読む文章 →
- - - - - - -
しかし、私やあなたの、目の前のたった3歩先ほどに、巨大な地獄があります。
しかし多くの人がそこへ踏み込むことを躊躇するもの、それが無明庵が、
その始まりの時期から今日に至るまで、踏み込み続けた次元の世界です。
たとえば、そちら(N様、K様)に、私からお聞きしたいことがあります。
今日こうして取材をされて、それを終えますと、会社やご自宅に戻り、お仕事をされます。
あるいはまた明日には出社します。
しかし「何の為に?」でしょうか?
そこで理由は二つあると思います。
ひとつは自ら個人の生活の維持のためです。
もうひとつはそのお仕事、あるいは精神世界という分野が好きだから、
生きがいを感じるからかもしれませんし、そうではないかもしれません。
しかし人間は、もしも十分すぎるほどの資産と財産があり、
一生の間生活に困るということが全くなかったらば、
という「仮定の前提」に自分を置いてみて、それでもなお自分が関わったり、
やり遂げたい作業であるかどうかを自問した時に、
はじめて本当に自分がしたいことが浮上してきます。
これは私も含めてですが、「もしも食べてゆくのに困らなかったら」と「仮定」することで、
人は本当の意味で「自問」を始めます。
しかし現実的には私も含めて、本当にしたい事と、必ずしもしたくない
日々の個人生活や、生計を立てるための仕事とのギャップの中で、次のように問います。
- - - - - - -
取り組む課題 →
[A] 自問についての文章によると、本当に自分がしたいことは、どうしたときにはじめて浮かび上がってくるのですか。1〜3文で説明してください。
[B] 自問についての文章にある次の一文を英語に訳してください。「これは私も含めてですが、「もしも食べてゆくのに困らなかったら」と「仮定」することで、人は本当の意味で「自問」を始めます。」
[C] 自問についての文章を、最後の文のすぐ後から書き継いでください。

物体の指し示しに関するデータセットの抜粋:
- - - - - - -
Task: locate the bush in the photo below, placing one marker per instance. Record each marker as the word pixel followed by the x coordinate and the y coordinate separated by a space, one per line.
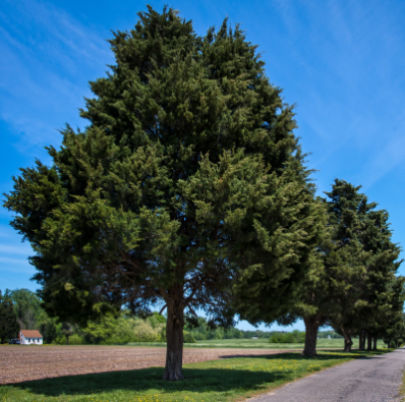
pixel 188 337
pixel 76 340
pixel 282 338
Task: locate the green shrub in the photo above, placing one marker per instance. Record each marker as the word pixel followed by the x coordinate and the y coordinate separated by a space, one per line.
pixel 76 340
pixel 282 338
pixel 188 337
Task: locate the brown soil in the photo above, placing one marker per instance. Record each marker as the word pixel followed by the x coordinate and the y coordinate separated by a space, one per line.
pixel 24 363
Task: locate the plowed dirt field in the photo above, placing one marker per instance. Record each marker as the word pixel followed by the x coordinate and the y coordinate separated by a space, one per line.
pixel 25 363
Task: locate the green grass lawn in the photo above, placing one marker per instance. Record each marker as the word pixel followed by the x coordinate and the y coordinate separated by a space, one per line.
pixel 229 379
pixel 258 343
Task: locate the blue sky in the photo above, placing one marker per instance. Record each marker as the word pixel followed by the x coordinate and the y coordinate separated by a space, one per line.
pixel 341 62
- - - - - - -
解答一覧 →
[A] 十分すぎるほどの資産と財産があって一生生活に困らない、という「仮定の前提」に自分を置きます。そのうえで、それでもなお関わったりやり遂げたりしたい作業かどうかを自問したとき、本当に自分がしたいことがはじめて浮上してきます。

[B] This includes me as well, but by "supposing" that "one would never have trouble making a living," a person begins to "question oneself" in the true sense.

[C]
「今日も、なぜ私は、この仕事をしてまで、生きているのだろう?」
「そもそも、死ぬまでの時間をどう過ごすべきなのか?」。
否、そもそも「なぜ自分は生きているのか?」「なぜ、何のために、どうして?」
毎朝、通勤のステップを踏みながら、この疑問を頭から振り払って、
この疑問を自らの足で「踏み潰して無かったことにする」か、
またはその問いを足で踏みしめて、そして、また一日を生きて、眠りにつきます。
しかし疑問は消えません。
数日間、数年間だけは誤魔化せても、何のために仕事をしているの?、
何のために生計を立てて生きて、そしていつか死ぬのか?。
そして、死んだ後には、どこかの誰かが自分の人生を評価したり、褒めてくれるだろうか?
それとも、何者かが、自分の何かの間違いを指摘してくれるのだろうか?
それとも、精神世界の言っていたことなど、単に信じたかった事にすぎず、
全ては嘘で、死んで骨粉となって、それで終わりなのだろうか?
どんな子供たちでも、あるいは老いた人でも、若者でも、誰であっても、
無限と永遠に続くと思えるこの宇宙にまで、自分の想いと疑問を広げれば、
自分があまりにも小さく見えます。
この取るに足らないほど小さな、この惑星の上で、人生だとか、
生きる目的だとか、生き延びる価値があるかないかだとか、人類の文明の進化、
または意識の進化だとか、私達は言い続けています。
「そんな小さな存在でも、きっと何か意味があるのさ」
この自己暗示的な呪文を唱え続けて、人間や社会は生存を維持しています。
しかし、時にはその問いは拡大することもあります。
宇宙の中にあっては砂粒以下の粒子のような自分個人、
または地球や太陽系や、もっといえば銀河系も含めて、存在をしている事には、
そもそも意味や、そしてその目的があるのかないのか?
このようなことを通勤の時にふと思い、また自宅で一人で夜中に思うことが、
誰しもあると思います。
つまり、「なぜ、私は、この仕事をして生計を立てて、そして生きているのだろう?」という、
最もありきたりな質問に対しての答えとしては、
「自分がその仕事をしている理由」は沢山掲げることが出来るでしょうが、
それはその人が、「そもそも生きていることの原因や理由」ではありません。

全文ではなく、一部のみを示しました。